- Work instructions
1. Reproduce the part of the post on interval comparison operators starting at "In fact several" and ending at "comparison of intervals.".
2. In the post on interval comparison operators, what do several accomplished users of intervals say they prefer to comparison functions?
3. Resume the post on interval comparison operators, carrying it on past its final sentence.

- Provided text
This is only a problem when one must choose a single paradigm to use in a linguistic feature such as operator notation.  The problme is that one must choose zero or one paradigm.  But selecting a single conceptual model for comparison operators does not "go against" the other models.  They still exist and are exactly as useful as they were prior to the selection.

In fact several accomplished users of intervals have written
that they prefer explicit bounds tests rather than comparison functions.  From this one can deduce that they can do certified computations without comparison functions, which certainly implies that they can do without an operator notation for those functions.

The point of operator notation is to make it easier to express simple concepts.  It may be that there is no simple concept related to intervals, in which case there should be no operator notation for comparison of intervals.

But there is an opposing viewpoint.  When adding up a column of figures, say measurements taken during an experiment, one might want to know how accurate the total was.  Adding up intervals constructed from the measurements and their associated errors makes it trivial to find the error for the total of the measurements.  So the utility of intervals for common-place calculcations is extremely high.  One need not be doing a global optimization to prefer intervals over built-in types.

- Material supplied
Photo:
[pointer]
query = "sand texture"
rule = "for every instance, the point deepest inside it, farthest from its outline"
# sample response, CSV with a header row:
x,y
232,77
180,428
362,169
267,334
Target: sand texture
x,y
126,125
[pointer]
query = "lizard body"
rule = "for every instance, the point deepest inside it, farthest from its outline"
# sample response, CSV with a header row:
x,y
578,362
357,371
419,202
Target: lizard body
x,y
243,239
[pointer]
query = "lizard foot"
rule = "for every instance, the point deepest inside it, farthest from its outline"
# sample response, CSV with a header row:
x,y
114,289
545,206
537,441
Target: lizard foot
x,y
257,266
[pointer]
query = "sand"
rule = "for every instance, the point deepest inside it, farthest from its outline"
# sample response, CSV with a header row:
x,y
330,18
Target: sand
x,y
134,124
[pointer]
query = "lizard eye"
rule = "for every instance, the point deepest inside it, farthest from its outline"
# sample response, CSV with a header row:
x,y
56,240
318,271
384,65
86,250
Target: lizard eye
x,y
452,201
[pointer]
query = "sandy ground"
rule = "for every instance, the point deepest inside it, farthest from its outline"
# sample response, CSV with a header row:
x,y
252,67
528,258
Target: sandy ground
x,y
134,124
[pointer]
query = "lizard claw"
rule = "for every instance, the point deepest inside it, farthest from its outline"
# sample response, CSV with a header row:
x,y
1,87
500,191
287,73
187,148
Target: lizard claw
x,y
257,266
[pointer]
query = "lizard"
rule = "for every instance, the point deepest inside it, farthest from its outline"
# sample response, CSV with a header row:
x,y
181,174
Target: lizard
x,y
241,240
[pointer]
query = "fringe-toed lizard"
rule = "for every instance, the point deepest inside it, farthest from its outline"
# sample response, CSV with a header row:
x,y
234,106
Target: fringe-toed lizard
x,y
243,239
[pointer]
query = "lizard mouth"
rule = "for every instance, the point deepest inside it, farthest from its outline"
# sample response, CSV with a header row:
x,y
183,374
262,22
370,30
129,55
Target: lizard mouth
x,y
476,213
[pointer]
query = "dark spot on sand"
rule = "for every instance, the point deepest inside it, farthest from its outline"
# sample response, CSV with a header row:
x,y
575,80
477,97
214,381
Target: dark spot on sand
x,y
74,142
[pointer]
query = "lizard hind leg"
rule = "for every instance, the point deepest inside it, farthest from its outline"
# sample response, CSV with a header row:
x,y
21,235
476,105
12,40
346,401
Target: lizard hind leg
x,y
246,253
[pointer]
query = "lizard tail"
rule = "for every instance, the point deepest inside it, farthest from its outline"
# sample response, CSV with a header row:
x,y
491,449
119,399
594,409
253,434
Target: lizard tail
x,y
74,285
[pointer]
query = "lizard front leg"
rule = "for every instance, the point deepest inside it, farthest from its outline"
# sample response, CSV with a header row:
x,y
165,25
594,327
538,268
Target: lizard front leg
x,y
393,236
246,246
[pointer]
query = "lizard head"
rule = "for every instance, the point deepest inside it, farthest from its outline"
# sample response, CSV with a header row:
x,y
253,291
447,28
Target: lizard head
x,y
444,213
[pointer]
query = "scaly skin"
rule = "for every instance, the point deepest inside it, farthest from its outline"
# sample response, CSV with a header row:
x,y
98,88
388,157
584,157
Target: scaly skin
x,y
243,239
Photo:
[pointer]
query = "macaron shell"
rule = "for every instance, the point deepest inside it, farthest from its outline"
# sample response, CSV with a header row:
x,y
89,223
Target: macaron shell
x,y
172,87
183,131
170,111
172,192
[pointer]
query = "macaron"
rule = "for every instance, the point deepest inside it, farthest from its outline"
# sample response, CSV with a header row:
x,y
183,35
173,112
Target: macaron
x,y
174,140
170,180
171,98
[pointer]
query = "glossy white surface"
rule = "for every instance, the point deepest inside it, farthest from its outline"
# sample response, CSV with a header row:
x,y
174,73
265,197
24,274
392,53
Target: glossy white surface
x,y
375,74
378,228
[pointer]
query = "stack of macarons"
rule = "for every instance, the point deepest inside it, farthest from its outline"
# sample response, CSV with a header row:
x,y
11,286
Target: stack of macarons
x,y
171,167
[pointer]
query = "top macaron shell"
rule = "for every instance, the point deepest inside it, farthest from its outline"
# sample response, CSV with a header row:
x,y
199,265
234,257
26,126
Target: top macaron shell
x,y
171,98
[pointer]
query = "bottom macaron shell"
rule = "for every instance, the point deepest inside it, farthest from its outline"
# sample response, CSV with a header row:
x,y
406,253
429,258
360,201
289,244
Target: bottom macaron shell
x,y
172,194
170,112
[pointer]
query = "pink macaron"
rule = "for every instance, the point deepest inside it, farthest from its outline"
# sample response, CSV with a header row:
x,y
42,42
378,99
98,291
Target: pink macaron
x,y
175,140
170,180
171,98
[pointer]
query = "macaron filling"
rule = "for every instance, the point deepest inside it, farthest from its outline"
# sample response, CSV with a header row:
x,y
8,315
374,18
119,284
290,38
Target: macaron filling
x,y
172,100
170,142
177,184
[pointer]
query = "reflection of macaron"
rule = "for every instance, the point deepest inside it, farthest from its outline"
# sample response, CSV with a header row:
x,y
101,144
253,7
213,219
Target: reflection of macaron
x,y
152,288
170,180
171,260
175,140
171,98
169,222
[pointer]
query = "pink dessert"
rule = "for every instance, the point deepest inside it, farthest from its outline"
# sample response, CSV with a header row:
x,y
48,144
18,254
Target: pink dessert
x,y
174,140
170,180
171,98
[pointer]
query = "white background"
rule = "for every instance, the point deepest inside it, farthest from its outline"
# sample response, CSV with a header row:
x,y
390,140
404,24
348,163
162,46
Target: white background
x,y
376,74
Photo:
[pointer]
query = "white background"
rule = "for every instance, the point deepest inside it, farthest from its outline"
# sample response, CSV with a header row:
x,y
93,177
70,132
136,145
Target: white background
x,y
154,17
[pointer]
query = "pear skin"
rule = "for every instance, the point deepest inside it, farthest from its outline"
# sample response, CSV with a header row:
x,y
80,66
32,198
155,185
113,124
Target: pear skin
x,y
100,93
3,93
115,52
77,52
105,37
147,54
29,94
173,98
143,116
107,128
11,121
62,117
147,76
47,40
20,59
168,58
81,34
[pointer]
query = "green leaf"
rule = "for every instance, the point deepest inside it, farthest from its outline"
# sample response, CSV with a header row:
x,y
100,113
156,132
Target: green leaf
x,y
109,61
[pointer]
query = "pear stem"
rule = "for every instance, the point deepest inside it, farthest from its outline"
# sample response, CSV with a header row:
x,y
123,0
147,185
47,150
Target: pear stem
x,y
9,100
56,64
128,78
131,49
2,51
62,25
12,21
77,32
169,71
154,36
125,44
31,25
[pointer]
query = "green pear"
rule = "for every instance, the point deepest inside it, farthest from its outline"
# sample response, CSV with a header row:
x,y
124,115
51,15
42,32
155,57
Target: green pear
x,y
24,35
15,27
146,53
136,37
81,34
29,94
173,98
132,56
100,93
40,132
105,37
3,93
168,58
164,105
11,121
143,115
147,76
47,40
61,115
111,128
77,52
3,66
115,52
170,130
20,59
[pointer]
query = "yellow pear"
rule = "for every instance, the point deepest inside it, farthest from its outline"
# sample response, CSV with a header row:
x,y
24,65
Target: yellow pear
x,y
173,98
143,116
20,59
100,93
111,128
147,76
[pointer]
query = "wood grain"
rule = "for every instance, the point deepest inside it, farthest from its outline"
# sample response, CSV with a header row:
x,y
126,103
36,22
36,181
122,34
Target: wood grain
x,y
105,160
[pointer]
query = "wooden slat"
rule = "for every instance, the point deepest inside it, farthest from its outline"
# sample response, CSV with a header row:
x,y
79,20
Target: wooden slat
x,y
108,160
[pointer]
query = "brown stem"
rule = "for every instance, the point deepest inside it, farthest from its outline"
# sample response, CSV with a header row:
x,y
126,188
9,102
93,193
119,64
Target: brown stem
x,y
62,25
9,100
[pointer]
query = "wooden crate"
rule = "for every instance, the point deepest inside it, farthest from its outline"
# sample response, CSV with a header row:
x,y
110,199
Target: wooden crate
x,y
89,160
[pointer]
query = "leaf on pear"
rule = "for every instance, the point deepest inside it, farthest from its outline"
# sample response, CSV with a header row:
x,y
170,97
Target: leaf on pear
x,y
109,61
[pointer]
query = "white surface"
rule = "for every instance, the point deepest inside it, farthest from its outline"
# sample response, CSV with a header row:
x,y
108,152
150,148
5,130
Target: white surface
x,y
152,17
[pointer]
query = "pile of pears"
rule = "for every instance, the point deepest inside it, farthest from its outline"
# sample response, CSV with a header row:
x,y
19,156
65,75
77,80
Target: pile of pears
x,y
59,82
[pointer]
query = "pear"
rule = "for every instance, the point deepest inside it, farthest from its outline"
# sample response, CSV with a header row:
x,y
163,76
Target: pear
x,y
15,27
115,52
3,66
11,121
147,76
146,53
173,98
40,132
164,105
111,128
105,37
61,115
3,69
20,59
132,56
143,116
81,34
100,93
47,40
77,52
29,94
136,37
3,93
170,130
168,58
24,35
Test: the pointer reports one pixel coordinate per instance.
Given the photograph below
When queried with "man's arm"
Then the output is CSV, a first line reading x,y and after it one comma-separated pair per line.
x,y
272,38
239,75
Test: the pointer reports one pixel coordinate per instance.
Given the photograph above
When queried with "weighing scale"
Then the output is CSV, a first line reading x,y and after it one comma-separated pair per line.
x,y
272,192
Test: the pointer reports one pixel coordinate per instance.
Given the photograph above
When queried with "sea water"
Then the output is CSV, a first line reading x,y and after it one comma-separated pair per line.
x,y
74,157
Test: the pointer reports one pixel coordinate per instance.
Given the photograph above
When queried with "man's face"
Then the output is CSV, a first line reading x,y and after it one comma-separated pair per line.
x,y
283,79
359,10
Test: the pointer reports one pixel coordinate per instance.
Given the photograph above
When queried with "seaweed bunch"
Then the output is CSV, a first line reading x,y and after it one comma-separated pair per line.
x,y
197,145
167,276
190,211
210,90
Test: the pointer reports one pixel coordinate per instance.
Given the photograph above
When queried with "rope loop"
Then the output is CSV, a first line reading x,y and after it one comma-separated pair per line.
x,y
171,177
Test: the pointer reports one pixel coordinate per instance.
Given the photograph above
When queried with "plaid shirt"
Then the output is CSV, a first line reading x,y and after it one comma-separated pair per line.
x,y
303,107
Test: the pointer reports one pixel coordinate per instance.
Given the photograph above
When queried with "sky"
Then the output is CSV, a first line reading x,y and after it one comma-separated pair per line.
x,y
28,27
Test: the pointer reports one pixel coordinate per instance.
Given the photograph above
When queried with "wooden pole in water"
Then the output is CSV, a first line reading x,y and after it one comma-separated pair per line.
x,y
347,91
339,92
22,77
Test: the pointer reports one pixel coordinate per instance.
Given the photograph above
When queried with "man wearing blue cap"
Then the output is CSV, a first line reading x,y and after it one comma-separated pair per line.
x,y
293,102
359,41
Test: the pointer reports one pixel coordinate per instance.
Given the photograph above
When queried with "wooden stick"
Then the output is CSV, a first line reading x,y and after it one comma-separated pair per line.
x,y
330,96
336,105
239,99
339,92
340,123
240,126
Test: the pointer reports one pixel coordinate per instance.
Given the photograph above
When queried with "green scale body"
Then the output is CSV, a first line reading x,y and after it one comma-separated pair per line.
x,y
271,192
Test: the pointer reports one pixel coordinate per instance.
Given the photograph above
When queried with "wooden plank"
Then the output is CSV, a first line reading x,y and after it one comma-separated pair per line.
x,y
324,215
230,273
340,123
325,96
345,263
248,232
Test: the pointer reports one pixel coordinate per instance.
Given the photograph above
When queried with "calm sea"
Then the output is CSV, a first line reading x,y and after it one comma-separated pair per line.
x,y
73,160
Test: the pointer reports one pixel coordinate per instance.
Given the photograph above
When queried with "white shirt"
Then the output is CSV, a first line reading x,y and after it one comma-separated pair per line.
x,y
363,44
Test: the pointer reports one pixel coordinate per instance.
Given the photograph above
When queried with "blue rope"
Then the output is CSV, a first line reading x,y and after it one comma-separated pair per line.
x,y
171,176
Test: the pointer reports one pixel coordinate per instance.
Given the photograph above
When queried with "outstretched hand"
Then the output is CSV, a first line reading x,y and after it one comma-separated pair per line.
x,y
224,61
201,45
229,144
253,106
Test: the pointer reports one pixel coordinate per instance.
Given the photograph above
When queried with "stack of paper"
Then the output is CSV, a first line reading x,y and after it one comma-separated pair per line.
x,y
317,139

- Written responses
1.
In fact several accomplished users of intervals have written
that they prefer explicit bounds tests rather than comparison functions.  From this one can deduce that they can do certified computations without comparison functions, which certainly implies that they can do without an operator notation for those functions.

The point of operator notation is to make it easier to express simple concepts.  It may be that there is no simple concept related to intervals, in which case there should be no operator notation for comparison of intervals.

2. Explicit bounds tests.

3.
Comparison operators are quite useful in common-place calculations, and they can be used quite naturally without danger of misleading the programmer.  For example given the need to sort some numbers the precise details of the sort mechanism are probably irrelevant.  The only universal concern is that the result of the sort operation be reasonably reproducible (e.g., swapping of identical items is usually well tolerated).  Comparison of principal values meets that need for simple and reasonably reproducible results.  None of the other conceptual models can meet that need.

> So I am a bit reluctant to consider your proposal.

I quite understand.  If you believe that the inclusion of PV comparisons would inhibit the development of certified computations you should definitely not add them to your standardization proposal.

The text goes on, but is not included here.